Exercise details: Return the run of lines below that opens with the line containing "Target: white wall" and closes with the line containing "Point to the recessed", keeping each one exact.

*** Block opens ***

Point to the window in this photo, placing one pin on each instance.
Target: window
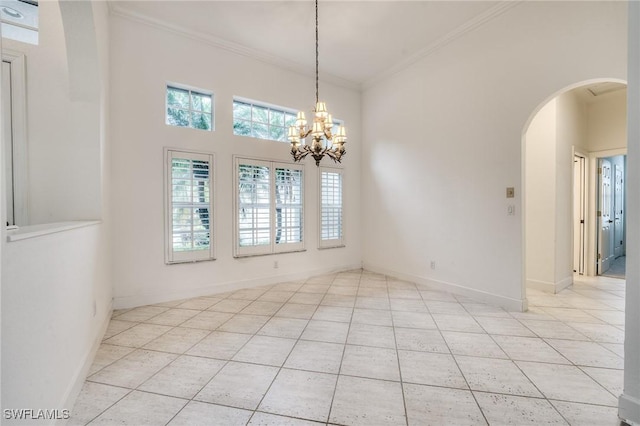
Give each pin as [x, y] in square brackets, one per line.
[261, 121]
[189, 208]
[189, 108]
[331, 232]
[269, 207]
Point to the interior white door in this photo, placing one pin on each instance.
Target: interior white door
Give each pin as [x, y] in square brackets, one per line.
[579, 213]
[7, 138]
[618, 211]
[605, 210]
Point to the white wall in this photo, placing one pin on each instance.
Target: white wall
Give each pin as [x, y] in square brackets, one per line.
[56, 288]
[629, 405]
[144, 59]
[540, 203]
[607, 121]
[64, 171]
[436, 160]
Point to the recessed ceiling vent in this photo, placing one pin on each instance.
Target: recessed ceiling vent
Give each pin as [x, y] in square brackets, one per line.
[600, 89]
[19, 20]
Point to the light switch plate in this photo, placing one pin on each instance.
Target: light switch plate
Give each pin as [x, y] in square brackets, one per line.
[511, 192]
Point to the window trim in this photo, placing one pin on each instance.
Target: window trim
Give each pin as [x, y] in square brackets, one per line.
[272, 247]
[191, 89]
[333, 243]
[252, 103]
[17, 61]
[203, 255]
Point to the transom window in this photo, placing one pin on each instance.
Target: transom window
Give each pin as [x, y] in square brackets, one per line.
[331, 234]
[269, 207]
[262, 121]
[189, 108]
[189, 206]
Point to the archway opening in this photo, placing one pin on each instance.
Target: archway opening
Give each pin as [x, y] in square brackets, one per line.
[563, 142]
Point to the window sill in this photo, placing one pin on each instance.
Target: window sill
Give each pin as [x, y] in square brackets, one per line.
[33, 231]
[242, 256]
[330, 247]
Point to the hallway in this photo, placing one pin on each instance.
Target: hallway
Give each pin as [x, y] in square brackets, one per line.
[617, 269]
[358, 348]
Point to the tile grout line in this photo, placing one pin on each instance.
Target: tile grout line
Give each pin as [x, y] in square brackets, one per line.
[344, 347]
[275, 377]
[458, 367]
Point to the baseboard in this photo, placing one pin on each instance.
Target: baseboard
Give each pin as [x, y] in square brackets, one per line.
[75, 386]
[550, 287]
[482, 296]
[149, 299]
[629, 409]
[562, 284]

*** Block closes ***
*** Block opens ***

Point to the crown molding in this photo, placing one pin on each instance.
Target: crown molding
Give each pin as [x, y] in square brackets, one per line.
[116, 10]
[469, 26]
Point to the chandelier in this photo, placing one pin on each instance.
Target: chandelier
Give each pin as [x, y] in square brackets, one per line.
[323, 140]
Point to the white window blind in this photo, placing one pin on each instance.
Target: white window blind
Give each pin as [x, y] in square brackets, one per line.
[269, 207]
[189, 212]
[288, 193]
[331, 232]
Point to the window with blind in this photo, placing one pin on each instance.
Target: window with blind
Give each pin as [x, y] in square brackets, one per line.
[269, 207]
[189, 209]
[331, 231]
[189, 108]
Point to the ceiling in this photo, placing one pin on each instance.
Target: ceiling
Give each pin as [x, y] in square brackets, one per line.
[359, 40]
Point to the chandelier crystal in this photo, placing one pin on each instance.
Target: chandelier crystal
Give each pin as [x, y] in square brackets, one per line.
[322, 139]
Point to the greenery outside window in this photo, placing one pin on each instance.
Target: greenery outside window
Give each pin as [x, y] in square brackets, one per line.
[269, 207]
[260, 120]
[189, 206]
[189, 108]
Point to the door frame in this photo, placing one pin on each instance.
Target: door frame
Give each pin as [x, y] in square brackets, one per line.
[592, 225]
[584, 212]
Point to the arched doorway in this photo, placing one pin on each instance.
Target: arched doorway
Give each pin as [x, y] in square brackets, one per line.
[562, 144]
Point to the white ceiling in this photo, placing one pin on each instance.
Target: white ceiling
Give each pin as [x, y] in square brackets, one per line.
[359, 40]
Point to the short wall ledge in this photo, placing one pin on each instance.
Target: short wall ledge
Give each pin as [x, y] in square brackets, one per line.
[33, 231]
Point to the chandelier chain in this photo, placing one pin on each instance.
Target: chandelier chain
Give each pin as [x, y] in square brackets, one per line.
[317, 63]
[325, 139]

*** Block closes ***

Answer to the problem:
Target: white wall
Give each pin as [x, y] in square brackets, one per line.
[56, 288]
[629, 405]
[144, 59]
[540, 203]
[607, 121]
[64, 171]
[436, 160]
Point to the recessed ceiling vent in this photo, placing one pin on each instance.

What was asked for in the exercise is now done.